Aim: Count the lines of the listing below that contain the word "concrete", matching case exactly, and give only that number.

-- begin Given information --

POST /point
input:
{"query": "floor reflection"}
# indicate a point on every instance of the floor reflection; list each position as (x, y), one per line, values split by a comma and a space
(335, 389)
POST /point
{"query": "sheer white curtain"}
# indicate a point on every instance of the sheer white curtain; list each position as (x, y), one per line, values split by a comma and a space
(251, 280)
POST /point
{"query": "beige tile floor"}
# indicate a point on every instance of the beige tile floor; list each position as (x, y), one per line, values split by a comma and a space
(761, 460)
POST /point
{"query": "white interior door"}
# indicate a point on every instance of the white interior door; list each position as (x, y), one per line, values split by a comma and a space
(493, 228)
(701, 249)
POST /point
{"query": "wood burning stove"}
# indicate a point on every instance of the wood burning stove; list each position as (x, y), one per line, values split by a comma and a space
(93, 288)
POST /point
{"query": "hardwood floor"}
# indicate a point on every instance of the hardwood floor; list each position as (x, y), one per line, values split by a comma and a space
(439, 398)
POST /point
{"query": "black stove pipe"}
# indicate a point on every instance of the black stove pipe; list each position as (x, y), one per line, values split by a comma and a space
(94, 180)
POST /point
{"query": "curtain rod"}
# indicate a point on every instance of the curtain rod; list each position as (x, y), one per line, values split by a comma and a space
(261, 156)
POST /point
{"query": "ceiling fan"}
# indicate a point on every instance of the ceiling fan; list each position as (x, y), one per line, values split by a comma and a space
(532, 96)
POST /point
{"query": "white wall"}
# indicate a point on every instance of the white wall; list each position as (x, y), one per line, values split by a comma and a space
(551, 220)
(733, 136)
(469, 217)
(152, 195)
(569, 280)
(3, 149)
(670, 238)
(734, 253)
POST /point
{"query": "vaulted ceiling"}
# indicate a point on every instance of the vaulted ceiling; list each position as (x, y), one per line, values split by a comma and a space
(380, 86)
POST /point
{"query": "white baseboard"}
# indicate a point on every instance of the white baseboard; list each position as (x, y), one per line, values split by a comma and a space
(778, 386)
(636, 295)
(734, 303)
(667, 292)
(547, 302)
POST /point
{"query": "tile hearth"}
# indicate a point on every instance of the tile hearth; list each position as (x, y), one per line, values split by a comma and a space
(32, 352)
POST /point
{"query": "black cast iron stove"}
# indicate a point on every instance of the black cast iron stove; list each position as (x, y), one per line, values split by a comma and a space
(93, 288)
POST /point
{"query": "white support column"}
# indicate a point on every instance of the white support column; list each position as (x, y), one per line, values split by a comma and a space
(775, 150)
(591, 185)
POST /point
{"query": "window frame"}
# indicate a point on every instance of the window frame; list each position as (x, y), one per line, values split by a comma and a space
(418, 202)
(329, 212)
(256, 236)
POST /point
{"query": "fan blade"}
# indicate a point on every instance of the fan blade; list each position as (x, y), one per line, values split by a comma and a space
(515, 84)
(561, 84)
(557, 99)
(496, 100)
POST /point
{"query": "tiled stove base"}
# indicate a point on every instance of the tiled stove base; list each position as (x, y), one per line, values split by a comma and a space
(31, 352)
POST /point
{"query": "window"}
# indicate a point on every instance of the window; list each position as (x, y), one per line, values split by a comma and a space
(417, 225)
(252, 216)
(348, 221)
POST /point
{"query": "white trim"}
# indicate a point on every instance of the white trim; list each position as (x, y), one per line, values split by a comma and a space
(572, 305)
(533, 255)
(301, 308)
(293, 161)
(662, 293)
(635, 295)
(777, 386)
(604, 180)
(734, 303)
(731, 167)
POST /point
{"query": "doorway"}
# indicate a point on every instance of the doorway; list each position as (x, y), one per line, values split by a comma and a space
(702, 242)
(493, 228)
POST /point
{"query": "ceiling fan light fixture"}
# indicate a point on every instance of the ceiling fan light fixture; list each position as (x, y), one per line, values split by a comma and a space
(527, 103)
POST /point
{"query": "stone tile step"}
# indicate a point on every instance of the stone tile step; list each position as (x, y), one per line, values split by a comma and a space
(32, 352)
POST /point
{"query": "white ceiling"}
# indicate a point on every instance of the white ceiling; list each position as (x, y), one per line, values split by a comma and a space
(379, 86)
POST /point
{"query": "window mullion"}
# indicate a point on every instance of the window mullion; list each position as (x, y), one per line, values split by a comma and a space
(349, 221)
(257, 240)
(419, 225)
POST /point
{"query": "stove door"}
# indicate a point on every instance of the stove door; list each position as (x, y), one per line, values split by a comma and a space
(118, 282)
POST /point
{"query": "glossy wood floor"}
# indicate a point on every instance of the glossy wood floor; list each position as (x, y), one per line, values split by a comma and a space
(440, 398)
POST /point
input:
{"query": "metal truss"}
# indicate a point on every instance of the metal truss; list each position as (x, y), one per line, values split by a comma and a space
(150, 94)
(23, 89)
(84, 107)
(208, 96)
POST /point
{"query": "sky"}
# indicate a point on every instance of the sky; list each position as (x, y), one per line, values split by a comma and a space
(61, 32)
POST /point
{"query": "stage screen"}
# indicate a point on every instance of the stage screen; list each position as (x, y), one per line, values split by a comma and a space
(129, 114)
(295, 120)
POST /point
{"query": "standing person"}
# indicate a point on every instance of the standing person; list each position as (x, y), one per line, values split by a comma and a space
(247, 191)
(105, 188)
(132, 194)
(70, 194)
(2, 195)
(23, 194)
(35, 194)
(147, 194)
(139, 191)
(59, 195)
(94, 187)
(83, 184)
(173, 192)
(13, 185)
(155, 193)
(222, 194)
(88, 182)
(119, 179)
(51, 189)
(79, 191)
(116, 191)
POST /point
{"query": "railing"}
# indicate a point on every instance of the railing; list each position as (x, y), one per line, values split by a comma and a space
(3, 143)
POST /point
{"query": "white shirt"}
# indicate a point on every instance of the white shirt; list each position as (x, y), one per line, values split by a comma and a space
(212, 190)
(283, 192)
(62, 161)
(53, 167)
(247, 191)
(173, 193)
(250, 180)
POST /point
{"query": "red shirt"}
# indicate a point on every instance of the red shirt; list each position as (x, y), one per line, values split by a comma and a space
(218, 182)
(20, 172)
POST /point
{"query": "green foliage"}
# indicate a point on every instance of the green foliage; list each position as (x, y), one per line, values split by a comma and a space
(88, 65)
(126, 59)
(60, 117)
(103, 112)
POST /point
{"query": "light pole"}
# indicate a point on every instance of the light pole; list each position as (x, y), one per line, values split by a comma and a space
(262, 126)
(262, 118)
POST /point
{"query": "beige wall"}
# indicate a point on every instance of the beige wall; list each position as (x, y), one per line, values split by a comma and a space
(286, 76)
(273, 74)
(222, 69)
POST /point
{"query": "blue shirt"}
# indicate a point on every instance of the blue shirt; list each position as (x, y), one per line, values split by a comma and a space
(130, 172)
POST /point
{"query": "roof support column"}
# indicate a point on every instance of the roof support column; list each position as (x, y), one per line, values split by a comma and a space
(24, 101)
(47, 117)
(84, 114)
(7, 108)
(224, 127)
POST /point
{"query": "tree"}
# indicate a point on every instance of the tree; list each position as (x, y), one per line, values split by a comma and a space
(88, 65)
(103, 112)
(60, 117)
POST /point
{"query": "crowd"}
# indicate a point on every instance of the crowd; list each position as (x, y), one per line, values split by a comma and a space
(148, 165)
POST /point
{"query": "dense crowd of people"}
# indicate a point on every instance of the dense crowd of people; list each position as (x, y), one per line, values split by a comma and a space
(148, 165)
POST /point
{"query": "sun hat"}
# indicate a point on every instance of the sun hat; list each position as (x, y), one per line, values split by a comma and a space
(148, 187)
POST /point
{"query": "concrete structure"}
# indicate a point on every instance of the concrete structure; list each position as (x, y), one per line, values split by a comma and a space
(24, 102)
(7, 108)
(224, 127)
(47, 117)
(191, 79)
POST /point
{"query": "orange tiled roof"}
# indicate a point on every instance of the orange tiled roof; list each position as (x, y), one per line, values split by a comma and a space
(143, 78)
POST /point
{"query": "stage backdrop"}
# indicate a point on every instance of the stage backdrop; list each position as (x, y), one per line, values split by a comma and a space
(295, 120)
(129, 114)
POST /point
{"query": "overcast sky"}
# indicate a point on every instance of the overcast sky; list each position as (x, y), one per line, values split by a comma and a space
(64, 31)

-- end Given information --

Answer for this exercise: 2